Curious if policy changed or something. They refer to their TOS/ICANN which is fine albeit outdated policy. Just checking in to see what other people are experiencing.

If I had to guess, it's the 60-day lock that would be imposed whether you got something from DropCatch drops or GoDaddy expiring auctions.


Yes. Difference being, when you catch a domain it becomes a new registration. ICANN will lock those at the registry level.

Locking down (not newly registered) domains for 60 days after a registrant change/push is up to the registrar. Just about any notable registrar I use does not lock down your names after a registrant change/push. Some do it for a shorter period on an aftermarket purchase though, like Dynadot. But even GoDaddy locks your name for just 10 days after a push.

60 days is insanely annoying, specifically when you're at Epik as my buyers usually want to transfer to a registrar of their preference.

Pushing is always possible but as I prefer Dan for escrow that's not an option.besides, when pushed the buyer will get his domain locked down for another 60 days again.

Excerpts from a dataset
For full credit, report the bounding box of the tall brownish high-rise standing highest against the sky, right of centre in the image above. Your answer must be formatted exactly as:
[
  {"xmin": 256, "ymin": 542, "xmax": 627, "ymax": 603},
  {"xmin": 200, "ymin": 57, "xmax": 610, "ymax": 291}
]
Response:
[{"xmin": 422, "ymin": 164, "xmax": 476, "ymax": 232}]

**Exercise details**
List every company, organization, or service named in the discussion excerpt, in the order each first appears.

**Written answer**
ICANN, DropCatch, GoDaddy, Dynadot, Epik, Dan